>> Start Data entries
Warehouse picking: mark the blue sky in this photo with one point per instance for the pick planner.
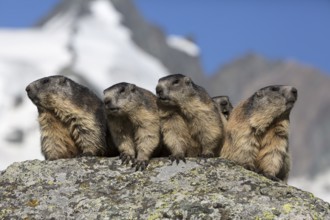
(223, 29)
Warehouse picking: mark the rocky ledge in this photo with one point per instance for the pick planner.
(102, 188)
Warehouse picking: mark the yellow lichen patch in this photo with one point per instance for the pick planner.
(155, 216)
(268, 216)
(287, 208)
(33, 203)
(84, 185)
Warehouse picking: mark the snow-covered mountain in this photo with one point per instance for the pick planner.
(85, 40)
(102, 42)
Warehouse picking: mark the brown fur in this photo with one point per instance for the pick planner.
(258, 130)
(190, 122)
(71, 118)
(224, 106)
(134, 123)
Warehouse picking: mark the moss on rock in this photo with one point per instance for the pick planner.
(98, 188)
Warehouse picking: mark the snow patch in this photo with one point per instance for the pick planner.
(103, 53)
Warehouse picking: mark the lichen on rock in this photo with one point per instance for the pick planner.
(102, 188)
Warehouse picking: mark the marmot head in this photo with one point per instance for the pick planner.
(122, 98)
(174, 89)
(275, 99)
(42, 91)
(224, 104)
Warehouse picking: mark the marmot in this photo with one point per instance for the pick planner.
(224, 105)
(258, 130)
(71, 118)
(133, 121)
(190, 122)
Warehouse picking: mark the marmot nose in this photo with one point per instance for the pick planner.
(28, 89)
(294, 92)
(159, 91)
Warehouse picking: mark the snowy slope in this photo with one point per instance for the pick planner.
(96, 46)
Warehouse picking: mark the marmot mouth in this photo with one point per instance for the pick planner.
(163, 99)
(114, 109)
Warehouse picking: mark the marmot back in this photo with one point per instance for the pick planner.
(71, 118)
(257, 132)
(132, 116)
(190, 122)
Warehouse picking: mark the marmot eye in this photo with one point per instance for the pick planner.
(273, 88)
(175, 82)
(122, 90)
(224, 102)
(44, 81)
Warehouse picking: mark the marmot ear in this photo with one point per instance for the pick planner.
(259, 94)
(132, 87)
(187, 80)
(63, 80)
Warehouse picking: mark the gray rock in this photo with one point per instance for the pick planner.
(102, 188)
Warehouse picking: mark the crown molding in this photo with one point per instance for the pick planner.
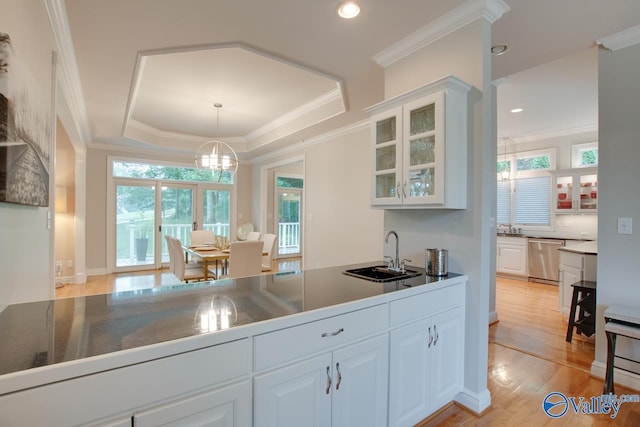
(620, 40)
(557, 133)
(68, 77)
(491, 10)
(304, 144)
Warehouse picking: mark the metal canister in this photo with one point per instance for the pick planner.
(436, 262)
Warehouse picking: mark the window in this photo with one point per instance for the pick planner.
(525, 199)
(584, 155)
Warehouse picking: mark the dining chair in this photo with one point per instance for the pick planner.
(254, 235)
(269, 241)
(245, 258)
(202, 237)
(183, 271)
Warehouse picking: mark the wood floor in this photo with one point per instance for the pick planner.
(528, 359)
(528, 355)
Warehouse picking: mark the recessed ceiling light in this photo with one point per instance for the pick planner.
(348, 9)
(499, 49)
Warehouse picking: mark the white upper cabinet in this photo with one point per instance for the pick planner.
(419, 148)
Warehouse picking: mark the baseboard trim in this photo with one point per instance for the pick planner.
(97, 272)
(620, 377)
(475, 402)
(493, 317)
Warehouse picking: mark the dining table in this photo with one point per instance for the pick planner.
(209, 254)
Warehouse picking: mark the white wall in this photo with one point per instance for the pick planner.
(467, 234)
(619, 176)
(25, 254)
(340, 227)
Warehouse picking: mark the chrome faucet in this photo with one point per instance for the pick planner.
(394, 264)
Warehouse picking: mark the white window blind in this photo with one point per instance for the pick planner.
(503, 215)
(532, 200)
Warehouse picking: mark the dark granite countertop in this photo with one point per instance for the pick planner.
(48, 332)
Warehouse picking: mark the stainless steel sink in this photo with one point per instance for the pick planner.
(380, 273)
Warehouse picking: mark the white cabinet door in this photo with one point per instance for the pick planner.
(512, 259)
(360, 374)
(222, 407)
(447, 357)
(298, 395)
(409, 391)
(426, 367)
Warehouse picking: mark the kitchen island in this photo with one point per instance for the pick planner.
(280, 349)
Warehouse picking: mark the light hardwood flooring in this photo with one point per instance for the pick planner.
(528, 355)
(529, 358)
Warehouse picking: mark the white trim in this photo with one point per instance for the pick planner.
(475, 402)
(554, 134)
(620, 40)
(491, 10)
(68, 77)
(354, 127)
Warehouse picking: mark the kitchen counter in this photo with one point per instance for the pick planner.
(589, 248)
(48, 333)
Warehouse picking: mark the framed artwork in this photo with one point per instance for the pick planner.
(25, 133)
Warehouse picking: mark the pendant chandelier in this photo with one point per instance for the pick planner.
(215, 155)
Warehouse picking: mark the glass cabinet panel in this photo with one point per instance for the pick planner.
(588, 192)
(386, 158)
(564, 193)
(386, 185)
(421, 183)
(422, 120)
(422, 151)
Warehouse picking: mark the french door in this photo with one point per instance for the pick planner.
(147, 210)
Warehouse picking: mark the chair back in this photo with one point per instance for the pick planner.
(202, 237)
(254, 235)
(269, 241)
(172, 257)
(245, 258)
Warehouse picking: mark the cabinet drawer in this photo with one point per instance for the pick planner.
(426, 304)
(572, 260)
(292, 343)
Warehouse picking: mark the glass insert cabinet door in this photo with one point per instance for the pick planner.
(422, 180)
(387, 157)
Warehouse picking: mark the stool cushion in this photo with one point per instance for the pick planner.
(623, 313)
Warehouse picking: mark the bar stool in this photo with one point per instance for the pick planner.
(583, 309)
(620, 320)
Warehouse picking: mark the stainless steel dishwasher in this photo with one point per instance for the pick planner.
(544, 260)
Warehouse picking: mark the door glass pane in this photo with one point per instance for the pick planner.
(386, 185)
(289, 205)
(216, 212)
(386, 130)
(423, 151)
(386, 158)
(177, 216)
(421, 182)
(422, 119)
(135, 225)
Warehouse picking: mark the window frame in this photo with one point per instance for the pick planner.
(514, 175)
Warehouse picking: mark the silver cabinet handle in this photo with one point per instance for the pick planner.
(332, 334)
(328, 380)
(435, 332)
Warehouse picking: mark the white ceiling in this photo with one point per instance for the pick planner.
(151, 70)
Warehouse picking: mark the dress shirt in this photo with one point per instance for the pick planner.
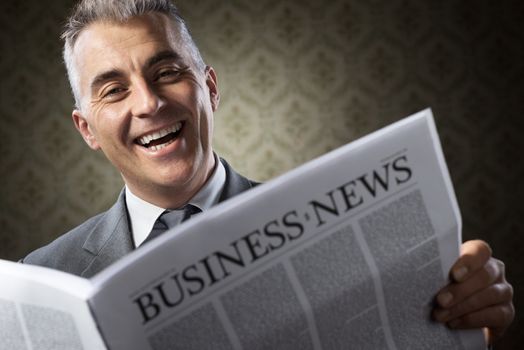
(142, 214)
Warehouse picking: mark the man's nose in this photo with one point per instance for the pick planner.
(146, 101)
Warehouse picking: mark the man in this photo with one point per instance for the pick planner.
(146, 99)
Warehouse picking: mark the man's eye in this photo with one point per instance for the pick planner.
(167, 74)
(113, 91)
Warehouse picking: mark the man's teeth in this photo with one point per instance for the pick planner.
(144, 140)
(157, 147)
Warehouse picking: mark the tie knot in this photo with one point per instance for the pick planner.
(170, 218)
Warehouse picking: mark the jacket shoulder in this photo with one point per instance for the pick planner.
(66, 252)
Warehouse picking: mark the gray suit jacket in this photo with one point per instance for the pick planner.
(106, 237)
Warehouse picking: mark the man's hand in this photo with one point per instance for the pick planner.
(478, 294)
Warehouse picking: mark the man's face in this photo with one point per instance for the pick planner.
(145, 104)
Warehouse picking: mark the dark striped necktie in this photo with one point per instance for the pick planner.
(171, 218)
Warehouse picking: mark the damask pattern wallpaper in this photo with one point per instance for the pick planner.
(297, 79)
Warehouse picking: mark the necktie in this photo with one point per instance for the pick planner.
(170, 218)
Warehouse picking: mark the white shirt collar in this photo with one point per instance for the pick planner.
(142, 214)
>> End Data entries
*Directions*:
Omit the pictures. Output every record above word for word.

*Written answer*:
Warehouse picking: mark the blue sky in this photo with one point per instance for the pick planner.
(223, 29)
Warehouse picking: mark the rocky ledge in this photo with one point per instance for the pick planner.
(102, 188)
Warehouse picking: mark the yellow lichen patch in this photo with one point per instance for the pick planner.
(155, 216)
(268, 216)
(287, 208)
(33, 203)
(84, 185)
Warehouse picking: mark the snow-covered mountain in this photo with one point per instance for the pick planner.
(85, 40)
(102, 42)
Warehouse picking: mark the brown fur in this photo with one point per instance for the pick planner.
(258, 130)
(190, 122)
(71, 118)
(224, 106)
(134, 123)
Warehouse picking: mark the moss on rock in this photo with one point per instance for the pick planner.
(98, 188)
Warehouse picking: mark the snow patch in this photo with one point per instance for the pick planner.
(103, 53)
Warehouse picking: mark the lichen on rock in this photo with one point per instance for the pick planner.
(102, 188)
Warehouse picking: mark the marmot head in this photo with one point per instance for the pick planner.
(122, 98)
(174, 89)
(275, 99)
(42, 91)
(224, 104)
Warehouse picking: mark the marmot in this photo with one point per instance for the pick planner.
(224, 105)
(258, 130)
(71, 118)
(133, 121)
(190, 122)
Warehouse picking: mark the marmot nose in this photo with one point per instance for the pick planner.
(28, 89)
(294, 92)
(159, 91)
Warehouse picking: mark the snowy slope in this photo with one point per instance for the pick planner.
(96, 46)
Warehouse picking: mark the marmot mouth in this photo with one point per instance for the pick planner.
(163, 99)
(114, 109)
Warehouse picking: mark the marmot back in this photo with one point per instance for the pick planner.
(71, 118)
(257, 132)
(132, 116)
(190, 122)
Warehouse picking: mark the marmot eye in this photo with one point per instance for the pick planner.
(273, 88)
(175, 82)
(122, 90)
(224, 102)
(44, 81)
Warehouse picking: mark the marmot ear in this photo with one point per instance for the pick planner.
(259, 94)
(132, 87)
(187, 80)
(63, 80)
Warehouse picking: mark the gray rock in this photo with one point per instance for the pick planner.
(102, 188)
Warehouse picking: mark the crown molding in this photo with one point per instance for the pick planner.
(620, 40)
(557, 133)
(68, 77)
(491, 10)
(304, 144)
Warehouse picking: mark the metal canister in this photo with one point per instance for the pick planner.
(436, 262)
Warehouse picking: mark the window in this photo with one point per instance for the pick planner.
(525, 199)
(584, 155)
Warehouse picking: mark the dining chair in this photo with one point per instance for the pick planner.
(254, 235)
(269, 241)
(245, 258)
(202, 237)
(183, 271)
Warehouse picking: mark the wood floor in this photo with one point per instance for the pick planner.
(528, 359)
(528, 355)
Warehouse picking: mark the recessed ceiling light in this photo with one point per instance for the pick planner.
(348, 9)
(499, 49)
Warehouse picking: mark the white upper cabinet in this photo with one point per instance for the pick planner.
(419, 148)
Warehouse picking: mark the baseboard trim in this photo with one point per instance for the pick planner.
(97, 272)
(620, 377)
(475, 402)
(493, 317)
Warehouse picking: mark the dining table in this photo with one point per instance for the pick planner.
(209, 254)
Warehouse picking: mark the white wall in this photo with one point per instance for the pick planner.
(467, 234)
(619, 176)
(25, 254)
(340, 227)
Warehouse picking: mark the chrome faucet in this photo with one point per instance for the pick planner.
(394, 264)
Warehouse picking: mark the white window blind in this photo with one point per instance for the pick planner.
(503, 215)
(532, 200)
Warehouse picking: mark the dark granite countertop in this photo with one point per instance for the pick planner.
(48, 332)
Warehouse picking: mark the stainless steel sink in this photo with one point per instance for the pick planner.
(380, 273)
Warehouse picking: mark the white cabinet door in this photo with one point per instance for the pick planner.
(512, 259)
(360, 374)
(222, 407)
(447, 357)
(298, 395)
(409, 391)
(426, 367)
Warehouse picking: mark the kitchen island in this photo with one point per instance for the pick planner.
(280, 349)
Warehouse picking: mark the light hardwood flooring in this photo with one point per instance for the pick planner.
(528, 355)
(529, 358)
Warehouse picking: mark the white trim in this photo with one point per instance for the pick planner.
(475, 402)
(554, 134)
(620, 40)
(491, 10)
(68, 77)
(354, 127)
Warehouse picking: mark the kitchen counter in this photo with one point per instance for the pick planner.
(589, 248)
(48, 333)
Warehouse picking: mark the framed artwork in this photo with one point per instance for the pick planner.
(25, 133)
Warehouse picking: mark the pendant chandelier in this photo with one point per instance for the pick planner.
(215, 155)
Warehouse picking: mark the glass cabinet panel in this photo with one point per instance for the pick planner.
(588, 192)
(386, 158)
(564, 193)
(386, 185)
(421, 183)
(422, 120)
(422, 151)
Warehouse picking: mark the french door in this photo with one point per instance for the pick planner.
(147, 210)
Warehouse picking: mark the chair back in this photo with one point per instance for the pick planner.
(202, 237)
(254, 235)
(269, 241)
(172, 257)
(245, 258)
Warehouse picking: mark the cabinet drawer in this photo with one point per instance for the pick planner.
(426, 304)
(572, 260)
(292, 343)
Warehouse picking: mark the glass insert cabinet door in this photo with one point per instance for the pick planner.
(422, 180)
(387, 157)
Warehouse picking: mark the stool cushion in this photo with one point per instance for the pick planner.
(623, 313)
Warehouse picking: mark the bar stool in this photo with one point per instance for the pick planner.
(583, 309)
(620, 320)
Warehouse picking: mark the stainless steel dishwasher in this photo with one point per instance for the pick planner.
(544, 260)
Warehouse picking: mark the door glass pane in this photo with one point per instance for the pick planner.
(386, 185)
(289, 205)
(216, 212)
(386, 130)
(423, 151)
(386, 158)
(177, 216)
(421, 182)
(422, 119)
(135, 225)
Warehouse picking: mark the window frame in this photo with one point per instance for the pick planner.
(514, 175)
Warehouse picking: mark the silver cabinet handle in this photo with one point per instance for the pick planner.
(332, 334)
(328, 380)
(435, 332)
Warehouse picking: mark the white ceiling in this photo with one point per instance for the pick planner.
(151, 70)
Warehouse picking: mark the dress shirt in this photo with one point per instance for the pick planner.
(142, 214)
Warehouse picking: mark the man's nose in this photo with one point per instance for the pick planner.
(146, 101)
Warehouse picking: mark the man in this photo with one point per instance for the pick planner.
(146, 99)
Warehouse picking: mark the man's eye in this photo with one point per instance for the pick planner.
(167, 74)
(113, 91)
Warehouse picking: mark the man's teeth in this photo with one point per instance for the pick planner.
(144, 140)
(157, 147)
Warehouse picking: mark the tie knot in this photo with one point per instance for the pick planner.
(170, 218)
Warehouse picking: mark the jacket shoulder in this photo with one point per instance for the pick planner.
(66, 252)
Warehouse picking: mark the gray suit jacket in this photo with one point per instance for the pick planner.
(106, 237)
Warehouse picking: mark the man's hand in this photo with one point per instance for the pick planner.
(478, 294)
Warehouse picking: mark the man's face in this photo with one point per instance for the pick planner.
(145, 104)
Warehouse picking: mark the dark striped necktie in this photo with one point per instance for the pick planner.
(171, 218)
Warehouse picking: mark the damask pattern wallpaper in this photo with one point per instance for the pick planner.
(297, 79)
Warehouse picking: mark the necktie in this photo with one point per instance for the pick planner.
(170, 218)
Warehouse picking: mark the white shirt collar in this photo with one point per instance for the pick planner.
(142, 214)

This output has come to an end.